▶ [Exercise objective]
Rewrite the records as a Markdown table with the columns "Row" and "Line," giving each line its own numbered row and skipping blank lines.

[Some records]
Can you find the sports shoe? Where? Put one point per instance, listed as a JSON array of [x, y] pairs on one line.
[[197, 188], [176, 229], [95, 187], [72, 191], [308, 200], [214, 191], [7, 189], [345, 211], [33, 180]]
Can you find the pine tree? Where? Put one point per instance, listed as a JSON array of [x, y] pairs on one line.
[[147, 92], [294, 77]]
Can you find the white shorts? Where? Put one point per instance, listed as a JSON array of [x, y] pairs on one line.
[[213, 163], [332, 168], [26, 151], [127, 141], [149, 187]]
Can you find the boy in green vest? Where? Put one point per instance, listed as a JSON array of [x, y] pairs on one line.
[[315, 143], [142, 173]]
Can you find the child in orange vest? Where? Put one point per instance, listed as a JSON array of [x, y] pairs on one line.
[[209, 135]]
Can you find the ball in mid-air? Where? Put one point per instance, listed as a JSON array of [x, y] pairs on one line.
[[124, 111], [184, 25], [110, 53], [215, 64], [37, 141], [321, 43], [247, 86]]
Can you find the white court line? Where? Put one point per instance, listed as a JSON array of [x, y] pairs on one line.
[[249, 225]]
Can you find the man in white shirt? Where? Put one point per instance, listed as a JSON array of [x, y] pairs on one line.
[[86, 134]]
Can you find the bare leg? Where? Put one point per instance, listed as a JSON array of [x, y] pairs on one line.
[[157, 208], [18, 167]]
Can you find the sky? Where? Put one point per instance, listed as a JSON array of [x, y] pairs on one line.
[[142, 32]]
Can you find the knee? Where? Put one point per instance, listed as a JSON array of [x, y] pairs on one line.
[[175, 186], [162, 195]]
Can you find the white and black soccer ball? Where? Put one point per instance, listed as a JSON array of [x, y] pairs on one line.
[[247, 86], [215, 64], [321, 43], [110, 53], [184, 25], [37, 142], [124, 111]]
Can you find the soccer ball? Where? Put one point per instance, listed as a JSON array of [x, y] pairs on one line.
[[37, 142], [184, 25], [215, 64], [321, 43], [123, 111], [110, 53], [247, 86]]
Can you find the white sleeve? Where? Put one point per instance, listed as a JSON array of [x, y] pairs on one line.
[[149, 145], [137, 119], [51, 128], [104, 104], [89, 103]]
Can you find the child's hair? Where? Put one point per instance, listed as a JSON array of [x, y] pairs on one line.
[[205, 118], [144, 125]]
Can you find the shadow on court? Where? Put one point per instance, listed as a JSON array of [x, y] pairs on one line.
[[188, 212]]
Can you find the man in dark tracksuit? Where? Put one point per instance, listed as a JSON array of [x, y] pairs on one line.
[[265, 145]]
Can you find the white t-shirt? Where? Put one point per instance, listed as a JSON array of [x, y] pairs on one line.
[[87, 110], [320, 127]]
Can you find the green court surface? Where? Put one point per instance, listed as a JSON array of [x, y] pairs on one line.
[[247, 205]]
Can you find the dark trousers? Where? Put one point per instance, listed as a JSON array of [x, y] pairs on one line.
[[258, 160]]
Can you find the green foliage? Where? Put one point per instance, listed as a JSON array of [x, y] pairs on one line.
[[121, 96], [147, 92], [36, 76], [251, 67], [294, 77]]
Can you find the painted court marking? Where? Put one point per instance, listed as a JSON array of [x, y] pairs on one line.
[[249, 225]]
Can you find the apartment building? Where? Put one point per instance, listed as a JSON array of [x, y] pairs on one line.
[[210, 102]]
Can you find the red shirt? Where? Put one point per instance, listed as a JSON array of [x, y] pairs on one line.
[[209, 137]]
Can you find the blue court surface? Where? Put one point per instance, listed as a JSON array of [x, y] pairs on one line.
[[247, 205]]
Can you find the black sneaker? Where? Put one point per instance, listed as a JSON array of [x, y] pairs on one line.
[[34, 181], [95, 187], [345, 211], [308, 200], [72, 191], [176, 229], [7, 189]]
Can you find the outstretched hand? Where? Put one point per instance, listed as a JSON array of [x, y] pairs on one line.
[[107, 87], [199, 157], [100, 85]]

▶ [Solved problem]
| Row | Line |
|---|---|
| 1 | Can you find the sports shoe? Where? Put one point per instance, listed as a JSON array of [x, y] pairs on one line. |
| 2 | [[197, 188], [176, 229], [95, 187], [72, 191], [308, 200], [214, 191], [7, 189], [345, 211], [33, 180]] |
| 3 | Can you find the pine tree? Where? Put one point per instance, listed as a JSON array of [x, y] pairs on one line. |
| 4 | [[147, 92], [294, 77]] |
| 5 | Can you find the white shorts? Where? Put one point per instance, listed as a JSON array of [x, y] pairs on one line. |
| 6 | [[213, 163], [332, 168], [26, 151], [127, 141], [149, 187]] |
| 7 | Can you find the boy in green vest? Where? Put one point per instance, listed as a JSON array of [x, y] pairs on one line. |
| 8 | [[315, 143], [142, 173]] |
| 9 | Can you find the child in orange vest? Where? Put one point per instance, listed as a JSON array of [x, y] pairs on one line. |
| 10 | [[209, 135]] |
| 11 | Can you find the ball in mid-air? Where? Put one point per instance, listed as a JSON array of [x, y] pairs on one line. |
| 12 | [[124, 111], [184, 25], [110, 53], [215, 64], [37, 141], [321, 43], [247, 86]] |
| 13 | Can you find the white court line? Where? Put one point per instance, listed as a JSON array of [x, y] pairs on one line. |
| 14 | [[249, 225]] |
| 15 | Can you find the man in white shirt? Where? Put one point per instance, listed as a JSON array of [x, y] pairs on one line. |
| 16 | [[86, 134]] |
| 17 | Can you find the bare leg? Where? Put one point per instance, listed as a JSON array of [x, y] pairs on one line. |
| 18 | [[157, 208], [18, 167]] |
| 19 | Can you find the sky? Where? Put one point per instance, listed as a JSON array of [x, y] pairs on one line. |
| 20 | [[142, 32]] |
| 21 | Can you find the knee? Where? Put one point per instance, listed as a JSON array of [x, y] pairs on one line. |
| 22 | [[175, 186], [162, 195]] |
| 23 | Can you find the white and black soccer ball? Where? Put one point per instance, listed as a JSON array of [x, y] pairs on one line. |
| 24 | [[247, 86], [215, 64], [321, 43], [110, 53], [184, 25], [37, 142], [124, 111]] |
| 25 | Can you find the soccer ball? Where? Put one point per instance, listed as a JSON array of [x, y] pairs on one line. |
| 26 | [[37, 142], [184, 25], [215, 64], [321, 43], [123, 111], [110, 53], [247, 86]] |
| 27 | Can you find the white sleeve? Where? Put one point per instance, listed as a JSON array of [x, y] pairs on one line. |
| 28 | [[149, 145], [137, 119], [51, 128], [104, 104], [89, 103]] |
| 29 | Can you find the child's hair? Where? Put one point per instance, listed as a JSON array of [x, y] pairs on one line. |
| 30 | [[205, 118], [144, 125]] |
| 31 | Can you find the shadow on court? Where? Put one point per instance, listed as a JSON array of [x, y] pairs on one line. |
| 32 | [[188, 212]] |
| 33 | Can you find the man in dark tracksuit? Where? Put one point per instance, listed as a JSON array of [x, y] pairs on one line. |
| 34 | [[265, 145]] |
| 35 | Can you find the white t-shirt? Where? Put one point per instance, listed as a JSON array of [x, y] pairs on one line. |
| 36 | [[87, 110], [320, 127]] |
| 37 | Can you find the green court surface? Where? Put one point per instance, listed as a JSON array of [x, y] pairs on one line. |
| 38 | [[247, 205]] |
| 39 | Can you find the dark trousers? Where? Put one point per instance, listed as a JSON array of [x, y] pairs on one line. |
| 40 | [[258, 160]] |
| 41 | Can you find the green foliage? Where? Put one point per instance, listed as a JSON array of [x, y] pairs on one line. |
| 42 | [[121, 96], [147, 92], [36, 76], [251, 67], [294, 77]] |
| 43 | Can you find the painted court marking? Where? Put one point per instance, listed as a JSON array of [x, y] pairs on one line. |
| 44 | [[249, 225]] |
| 45 | Can you find the apartment building? Where? Put one point per instance, listed as a JSON array of [x, y] pairs on one line. |
| 46 | [[210, 102]] |
| 47 | Can you find the red shirt? Where? Put one point per instance, listed as a JSON array of [x, y] pairs on one line. |
| 48 | [[209, 137]] |
| 49 | Can you find the blue court surface? Where? Put one point per instance, listed as a JSON array of [x, y] pairs on one line. |
| 50 | [[247, 205]] |
| 51 | Can you find the black sneaker? Where? Put one point per instance, listed as a JSON array of [x, y] pairs on one line. |
| 52 | [[34, 181], [95, 187], [345, 211], [308, 200], [72, 191], [176, 229], [7, 189]] |
| 53 | Can you find the outstretched hand? Where? Put one point per instance, listed as a JSON array of [x, y] pairs on one line. |
| 54 | [[107, 87], [199, 157], [100, 85]] |